Brano di partenza
◇ ◇ ◇ ◇ ◇
La vita del Buonarroti fu indubbiamente travagliata. Ciononostante, tra incarichi affidati e ritirati, tra odi e intrighi di chi lo invidiava, tra ambizione, fatica e tenacia sovrumane, Michelangelo ha segnato la storia dell’arte occidentale: ci ha regalato, quando aveva solo 22 anni, il dramma umanissimo, lucente e elegante della raffinata Pietà vaticana e, dopo poco, il titanico e pensoso David, nuovo modello di eroe rinascimentale. Realistica, essenziale ma espressiva, la scultura era l’attività prediletta dal Maestro, a suo dire, artista “del levare” piuttosto che “del mettere”: si avventava sui blocchi di marmo con impeto, a scavare qualcosa che sembrava dovesse semplicemente essere liberato. I Prigioni, esempi apicali del non-finito michelangiolesco, mostrano come la figura sembri imprigionata nella pietra, necessitando per questo dell’intervento “divino” dell’artista.
La pittura, invece, non gli era del tutto congeniale… Sì, suona strano a dirsi di chi ha dipinto centinaia di metri quadri della Cappella Sistina! Ebbene, Michelangelo si è messo sempre alla prova, ha accettato la sfida, ha faticato e sofferto fisicamente, lavorando da solo su alti ponteggi, lasciandosi gocciolare il colore sul viso e sulla barba perché costretto a dipingere in posizioni assurde; così facendo, ha realizzato alcune tra le immagini più amate, riprodotte e citate di tutti i tempi, basti pensare a quell’incontro di mani della Creazione di Adamo, nelle Storie della Genesi sulla volta Sistina: quegli indici sollevati che si puntano ma non si sfiorano sono diventati icona della cultura occidentale. La pittura di Michelangelo è scultorea e brillante: figure possenti e monumentali, dalla plasticità prepotente e dalla gestualità semplice ma eloquente. È la celebrazione della bellezza del corpo umano. La grandiosità e l’espressività si accentuano nell’altro capolavoro michelangiolesco della Cappella, il celeberrimo Giudizio Universale: l’insolito clima di inquietudine, il caos, i santi senza aureola, il Cristo giovane e imperioso, ma soprattutto la nudità delle circa 400 figure rappresentate fecero sì che l’artista – ritrattosi nella pelle scuoiata di San Bartolomeo – fosse accusato da molti di immoralità e oscenità. Nel gennaio del 1564 il concilio di Trento dispose che le figure venissero “vestite” dai panneggi del pittore Daniele da Volterra (in parte rimossi durante dei restauri novecenteschi). Ma prima che l’azione di censura avesse inizio, Michelangelo morì. Esattamente 450 anni fa.
◇ ◇ ◇ ◇ ◇
[Voci tratte da una raccolta]
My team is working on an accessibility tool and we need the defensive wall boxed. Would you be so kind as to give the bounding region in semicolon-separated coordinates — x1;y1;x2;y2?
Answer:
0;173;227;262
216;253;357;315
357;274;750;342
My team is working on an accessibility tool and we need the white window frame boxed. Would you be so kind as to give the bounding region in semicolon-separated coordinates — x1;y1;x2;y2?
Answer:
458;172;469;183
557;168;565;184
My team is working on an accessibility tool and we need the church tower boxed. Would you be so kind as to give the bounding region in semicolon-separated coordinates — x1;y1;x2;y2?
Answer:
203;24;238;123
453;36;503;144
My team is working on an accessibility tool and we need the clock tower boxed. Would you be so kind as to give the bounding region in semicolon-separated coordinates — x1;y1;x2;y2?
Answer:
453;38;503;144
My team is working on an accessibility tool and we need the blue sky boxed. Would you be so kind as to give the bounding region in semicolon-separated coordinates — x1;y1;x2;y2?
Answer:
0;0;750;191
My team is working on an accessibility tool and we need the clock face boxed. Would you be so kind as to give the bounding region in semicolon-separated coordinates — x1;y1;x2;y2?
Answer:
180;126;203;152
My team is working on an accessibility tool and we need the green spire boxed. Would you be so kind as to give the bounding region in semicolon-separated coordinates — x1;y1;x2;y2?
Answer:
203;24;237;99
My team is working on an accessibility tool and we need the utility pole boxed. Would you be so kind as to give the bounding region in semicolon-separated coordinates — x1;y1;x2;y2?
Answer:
◇ ◇ ◇ ◇ ◇
Descrizione del compito
Riprendi il brano su Michelangelo subito dopo la sua ultima frase e portalo avanti.

La risposta
Mostre, convegni, eventi che celebrano questo anniversario non potevano mancare: aperta da oggi fino al 18 maggio, alla Galleria dell’Accademia di Firenze c’è la mostra Ri-conoscere Michelangelo che riflette sulla scultura del Buonarroti nella fotografia e nella pittura dall’Ottocento ai giorni nostri; sempre a partire da oggi e fino al 18 aprile, sempre a Firenze, l’Archivio di Stato ospita Storia di un primato mondiale. 450 anni dell’Accademia delle Arti del Disegno e l’insegnamento accademico delle belle arti a Firenze. Da Michelangelo alla contemporaneità; ancora da febbraio ad aprile, il Museo Casa Vasari di Arezzo mette in mostra Il rapporto tra Michelangelo e Vasari nelle lettere e nei disegni; Casa Buonarroti invece ha in programma La forza del mito – i progetti per la facciata di San Lorenzo a Firenze, dal 18 marzo al 2 giugno, mentre dal 18 giugno al 20 ottobre presenterà l’esposizione Michelangelo e il Novecento.